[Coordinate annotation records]
——

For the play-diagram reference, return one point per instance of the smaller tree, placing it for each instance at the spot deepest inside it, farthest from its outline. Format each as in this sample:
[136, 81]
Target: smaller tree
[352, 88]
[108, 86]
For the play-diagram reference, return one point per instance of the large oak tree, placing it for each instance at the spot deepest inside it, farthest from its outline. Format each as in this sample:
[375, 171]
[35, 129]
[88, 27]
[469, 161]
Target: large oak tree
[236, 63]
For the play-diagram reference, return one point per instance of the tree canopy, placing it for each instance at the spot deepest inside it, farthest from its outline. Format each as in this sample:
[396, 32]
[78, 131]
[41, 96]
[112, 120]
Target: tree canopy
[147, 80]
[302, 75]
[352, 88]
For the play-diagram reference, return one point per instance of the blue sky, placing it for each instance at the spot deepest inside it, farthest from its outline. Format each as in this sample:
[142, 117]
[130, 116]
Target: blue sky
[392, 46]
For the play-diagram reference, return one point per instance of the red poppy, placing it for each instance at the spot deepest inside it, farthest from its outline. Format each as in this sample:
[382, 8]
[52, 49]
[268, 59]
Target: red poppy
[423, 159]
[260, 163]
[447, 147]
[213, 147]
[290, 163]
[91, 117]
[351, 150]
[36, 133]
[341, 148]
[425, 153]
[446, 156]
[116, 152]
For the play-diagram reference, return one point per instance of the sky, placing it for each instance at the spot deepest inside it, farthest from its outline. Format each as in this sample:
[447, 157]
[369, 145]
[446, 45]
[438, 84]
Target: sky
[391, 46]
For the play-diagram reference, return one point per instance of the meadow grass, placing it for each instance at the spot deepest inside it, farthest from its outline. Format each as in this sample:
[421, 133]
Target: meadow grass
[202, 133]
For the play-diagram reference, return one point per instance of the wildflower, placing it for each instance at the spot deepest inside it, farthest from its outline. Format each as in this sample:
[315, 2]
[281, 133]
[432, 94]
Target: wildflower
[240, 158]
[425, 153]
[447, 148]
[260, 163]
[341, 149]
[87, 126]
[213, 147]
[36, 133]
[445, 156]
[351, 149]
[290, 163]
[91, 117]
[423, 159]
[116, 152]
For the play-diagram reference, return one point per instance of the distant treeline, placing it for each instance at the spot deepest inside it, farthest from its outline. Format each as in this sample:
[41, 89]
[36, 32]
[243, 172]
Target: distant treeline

——

AIM: Render the items above as a JSON list of strings, one string per line, leaving out blank lines. Begin at the line that contains "of the large" and continue through the end of the items.

EXERCISE SOLUTION:
[
  "For the play-diagram reference, return one point per instance of the large oak tree, placing it for each instance at the spot deepest inside it, farthest from its outline. Format each as in this sample:",
  "[375, 171]",
  "[35, 129]",
  "[88, 27]",
  "[469, 161]",
  "Target: large oak tree",
  "[236, 63]",
  "For the play-diagram reference, return one point per instance of the tree canopy, placing it for each instance at the spot deepest inside it, farthest from its outline. Format each as in this sample:",
  "[396, 32]",
  "[78, 131]",
  "[41, 96]",
  "[112, 120]",
  "Target: tree canopy",
  "[147, 80]",
  "[302, 75]",
  "[352, 88]",
  "For the play-diagram reference, return one point per instance of the blue sky, placing it for each instance at the spot deepest inside it, farthest from its outline. Format each as in this sample:",
  "[142, 117]",
  "[130, 116]",
  "Target: blue sky",
  "[392, 46]",
  "For the play-diagram reference, return one point per instance of the red poppy, placing it for each instance at the spot deepest inside it, farthest from its outline. Format each as in this sample:",
  "[382, 8]",
  "[52, 49]",
  "[268, 59]",
  "Target: red poppy",
  "[423, 159]",
  "[260, 163]",
  "[447, 147]",
  "[213, 147]",
  "[290, 163]",
  "[91, 117]",
  "[351, 150]",
  "[36, 133]",
  "[341, 148]",
  "[425, 153]",
  "[446, 156]",
  "[116, 152]",
  "For the play-diagram reference, return one point per instance of the sky, placing it for each instance at the spot deepest inside it, farthest from its outline. Format each as in this sample:",
  "[447, 157]",
  "[369, 145]",
  "[446, 45]",
  "[438, 84]",
  "Target: sky",
  "[391, 46]",
  "For the play-diagram reference, return one point per instance of the meadow grass, placing it for each instance at the spot deepest inside it, farthest from its outline. Format each as in this sample:",
  "[421, 133]",
  "Target: meadow grass",
  "[202, 133]",
  "For the play-diagram reference, return one point per instance of the wildflower, placing it for each instance at the spot deepest inside it, farthest from its outline. Format each as in this sample:",
  "[315, 2]",
  "[281, 133]",
  "[432, 94]",
  "Target: wildflower",
  "[240, 158]",
  "[425, 153]",
  "[447, 148]",
  "[260, 163]",
  "[341, 149]",
  "[87, 126]",
  "[213, 147]",
  "[36, 133]",
  "[445, 156]",
  "[351, 149]",
  "[290, 163]",
  "[91, 117]",
  "[423, 159]",
  "[116, 152]",
  "For the play-diagram reference, return one point per instance of the distant treeline, placing it for each instance at the spot deepest inside it, farthest from its outline. Format each as in this sample:",
  "[41, 89]",
  "[36, 32]",
  "[243, 172]",
  "Target: distant treeline"
]